• _SELECTED PASSAGE_:
I Pledge Allegiance to the Flag

“I pledge allegiance to the flag of the United States of America.

And to the republic for which it stands, one nation, under God,

Indivisible with liberty and justice for all.”

The pledge has not always read this way.  The original text is:

“I pledge allegiance to my flag and the Republic for which it stands-

One nation indivisible-with liberty and justice for all.”

It was written by the socialist minister Francis Bellamy (1855-1931), and published in the Youth’s Companion in 1892.  In 1923 the words were changed to, “I pledge allegiance to the flag of the United States of America…”

In 1954, President Eisenhower encouraged Congress to add the words “under God” creating the pledge we say today.

Section 4 of the Flag Code (yes, there is such a thing) states the protocol to be used when saluting the flag, “…standing at attention facing the flag with the right hand over the heart…Persons in uniform should remain silent, face the flag, and render the military salute.”

• _EXERCISE SET_:
1. Answer these from the Pledge of Allegiance text:
(a) In what publication, and in what year, did the original pledge appear?
(b) In 1923, what words did the pledge's opening change to?
(c) According to Section 4 of the Flag Code, what should persons in uniform do?
2. Print the part of the Pledge of Allegiance text starting with "The pledge has" and going on through "we say today.".

• _PROVIDED RECORDS_:
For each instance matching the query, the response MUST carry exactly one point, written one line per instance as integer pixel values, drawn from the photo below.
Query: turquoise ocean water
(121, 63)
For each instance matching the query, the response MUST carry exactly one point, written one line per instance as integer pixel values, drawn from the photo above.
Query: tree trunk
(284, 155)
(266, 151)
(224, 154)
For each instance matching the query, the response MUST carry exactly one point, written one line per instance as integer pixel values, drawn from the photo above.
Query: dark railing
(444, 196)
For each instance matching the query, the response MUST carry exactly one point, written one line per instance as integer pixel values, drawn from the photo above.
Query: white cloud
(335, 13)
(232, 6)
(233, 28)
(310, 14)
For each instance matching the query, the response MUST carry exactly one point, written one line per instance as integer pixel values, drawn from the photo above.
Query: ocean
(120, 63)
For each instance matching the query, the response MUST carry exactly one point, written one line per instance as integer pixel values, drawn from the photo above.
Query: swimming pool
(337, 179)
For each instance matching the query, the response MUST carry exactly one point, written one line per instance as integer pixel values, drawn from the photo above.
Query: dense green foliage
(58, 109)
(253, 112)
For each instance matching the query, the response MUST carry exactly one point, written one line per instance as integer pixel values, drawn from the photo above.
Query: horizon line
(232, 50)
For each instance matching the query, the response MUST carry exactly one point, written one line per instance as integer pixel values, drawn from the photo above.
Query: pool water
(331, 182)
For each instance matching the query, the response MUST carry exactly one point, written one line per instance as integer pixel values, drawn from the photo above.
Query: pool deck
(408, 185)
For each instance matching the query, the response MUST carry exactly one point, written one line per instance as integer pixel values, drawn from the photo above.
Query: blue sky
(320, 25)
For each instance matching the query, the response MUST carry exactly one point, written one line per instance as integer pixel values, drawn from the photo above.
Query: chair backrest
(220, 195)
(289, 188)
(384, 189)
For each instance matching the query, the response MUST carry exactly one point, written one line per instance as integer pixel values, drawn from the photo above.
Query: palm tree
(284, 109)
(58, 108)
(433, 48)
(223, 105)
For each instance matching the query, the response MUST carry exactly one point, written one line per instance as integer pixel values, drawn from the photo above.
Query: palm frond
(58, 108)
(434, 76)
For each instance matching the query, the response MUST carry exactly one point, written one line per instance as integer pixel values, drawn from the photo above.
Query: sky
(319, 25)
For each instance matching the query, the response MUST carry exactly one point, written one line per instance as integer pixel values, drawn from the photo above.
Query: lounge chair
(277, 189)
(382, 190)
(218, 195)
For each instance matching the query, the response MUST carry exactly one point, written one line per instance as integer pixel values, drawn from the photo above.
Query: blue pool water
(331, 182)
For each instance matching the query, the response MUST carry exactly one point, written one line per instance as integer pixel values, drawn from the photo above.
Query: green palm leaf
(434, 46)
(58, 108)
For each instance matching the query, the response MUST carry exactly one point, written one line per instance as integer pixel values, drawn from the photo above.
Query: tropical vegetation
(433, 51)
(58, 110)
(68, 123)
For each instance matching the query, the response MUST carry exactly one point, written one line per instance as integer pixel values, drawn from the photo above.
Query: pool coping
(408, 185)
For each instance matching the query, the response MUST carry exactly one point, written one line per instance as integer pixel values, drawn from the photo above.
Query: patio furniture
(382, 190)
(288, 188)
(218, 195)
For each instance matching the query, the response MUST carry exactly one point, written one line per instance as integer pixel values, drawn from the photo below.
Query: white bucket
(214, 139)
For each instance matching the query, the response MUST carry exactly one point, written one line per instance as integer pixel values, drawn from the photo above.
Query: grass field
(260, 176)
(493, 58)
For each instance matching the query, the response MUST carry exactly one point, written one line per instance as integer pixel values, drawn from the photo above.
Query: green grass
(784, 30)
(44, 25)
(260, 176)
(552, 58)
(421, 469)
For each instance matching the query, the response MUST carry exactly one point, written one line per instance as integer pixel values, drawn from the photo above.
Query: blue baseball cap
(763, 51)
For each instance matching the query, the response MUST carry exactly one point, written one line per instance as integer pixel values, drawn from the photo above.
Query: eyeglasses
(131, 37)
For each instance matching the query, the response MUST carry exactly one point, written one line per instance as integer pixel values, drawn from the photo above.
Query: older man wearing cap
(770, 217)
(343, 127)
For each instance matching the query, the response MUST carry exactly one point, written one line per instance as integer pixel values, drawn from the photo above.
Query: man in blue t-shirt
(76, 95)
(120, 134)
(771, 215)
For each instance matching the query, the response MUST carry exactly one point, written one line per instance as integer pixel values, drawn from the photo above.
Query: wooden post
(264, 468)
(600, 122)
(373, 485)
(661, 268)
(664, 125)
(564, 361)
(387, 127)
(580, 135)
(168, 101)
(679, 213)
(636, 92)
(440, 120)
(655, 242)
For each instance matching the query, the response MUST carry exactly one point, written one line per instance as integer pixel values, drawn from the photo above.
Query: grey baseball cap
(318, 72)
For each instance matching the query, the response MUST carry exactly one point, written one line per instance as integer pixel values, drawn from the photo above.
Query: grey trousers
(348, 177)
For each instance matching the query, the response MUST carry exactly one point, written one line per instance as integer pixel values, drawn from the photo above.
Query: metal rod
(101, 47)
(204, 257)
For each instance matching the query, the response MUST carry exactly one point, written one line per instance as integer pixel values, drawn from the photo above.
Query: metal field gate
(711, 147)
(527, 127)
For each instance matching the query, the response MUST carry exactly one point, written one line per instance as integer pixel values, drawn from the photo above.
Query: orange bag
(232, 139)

• _SOLUTIONS IN ORDER_:
1.
(a) The Youth's Companion, in 1892.
(b) "I pledge allegiance to the flag of the United States of America…"
(c) They should remain silent, face the flag, and render the military salute.

2.
The pledge has not always read this way.  The original text is:

“I pledge allegiance to my flag and the Republic for which it stands-

One nation indivisible-with liberty and justice for all.”

It was written by the socialist minister Francis Bellamy (1855-1931), and published in the Youth’s Companion in 1892.  In 1923 the words were changed to, “I pledge allegiance to the flag of the United States of America…”

In 1954, President Eisenhower encouraged Congress to add the words “under God” creating the pledge we say today.